DATA FOR PROCESSING:
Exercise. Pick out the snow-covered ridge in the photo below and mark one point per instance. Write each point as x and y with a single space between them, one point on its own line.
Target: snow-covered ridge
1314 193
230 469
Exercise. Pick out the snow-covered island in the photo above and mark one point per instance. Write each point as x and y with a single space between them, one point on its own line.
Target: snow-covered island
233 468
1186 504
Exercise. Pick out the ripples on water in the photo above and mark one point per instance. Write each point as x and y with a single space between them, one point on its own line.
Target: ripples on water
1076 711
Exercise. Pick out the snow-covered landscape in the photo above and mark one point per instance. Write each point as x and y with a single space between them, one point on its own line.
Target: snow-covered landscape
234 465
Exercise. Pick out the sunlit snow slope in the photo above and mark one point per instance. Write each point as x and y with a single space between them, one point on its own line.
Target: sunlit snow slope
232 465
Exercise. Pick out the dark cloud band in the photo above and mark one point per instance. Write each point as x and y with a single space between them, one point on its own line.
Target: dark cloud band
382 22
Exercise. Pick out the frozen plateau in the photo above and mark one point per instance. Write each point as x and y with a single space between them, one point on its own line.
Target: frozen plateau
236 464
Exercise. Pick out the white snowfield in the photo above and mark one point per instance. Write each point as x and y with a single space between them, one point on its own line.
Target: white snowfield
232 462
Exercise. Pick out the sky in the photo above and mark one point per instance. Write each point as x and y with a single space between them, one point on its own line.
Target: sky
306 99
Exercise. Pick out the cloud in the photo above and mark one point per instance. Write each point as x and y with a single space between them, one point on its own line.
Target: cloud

EXERCISE DIRECTIONS:
Return every record above word for word, keeping each line and line break as it is.

THE COMPLETED TASK:
Exercise. Pick out the snow-covered ridge in the photo below and mark one point per instance. Write each point as x and y with a single space between them, one point on its own line.
Target: snow-covered ridge
1314 193
230 469
Exercise. Pick out the snow-covered island in the photo above and mark one point per instance. Write each point as x and y with a single space between them, one point on its own line.
Target: snow-covered island
233 468
1186 504
Exercise. Pick out the ripples on water in the photo above and mark one point per instance. Write each point as x and y with a single space between them, one point on its own line.
Target: ripples on water
1076 711
Exercise. Pick out the snow-covered landscape in the photo above and mark one point per instance. Write each point as x and y with a single space between them, one point on its own line.
Target: snow-covered landscape
234 465
Exercise. Pick out the sunlit snow slope in the photo above and mark one point per instance. Write each point as x and y with a single space between them, one point on its own line.
Target: sunlit snow slope
232 465
Exercise. Pick out the dark cloud band in the photo above and mark one point per instance. Write each point as x and y with a single space between them, one point on its own line.
Target: dark cloud band
382 22
Exercise. Pick out the frozen plateau in the photo above and mark one point per instance. Write each point as x and y with a single space between them, one point on its own line.
Target: frozen plateau
236 464
Exercise. Pick out the white snowfield in the photo above and mark one point per instance. Write each point as x and y with a single space between them, one point on its own line.
Target: white snowfield
232 462
Exercise. Pick out the sky in the photo above and mark one point per instance. Write each point as x and y with a single space between them, one point on its own line.
Target: sky
306 99
Exercise. Pick out the cloud in the photo above and mark one point per instance. Write each point as x and y with a single space between them, one point on its own line.
Target: cloud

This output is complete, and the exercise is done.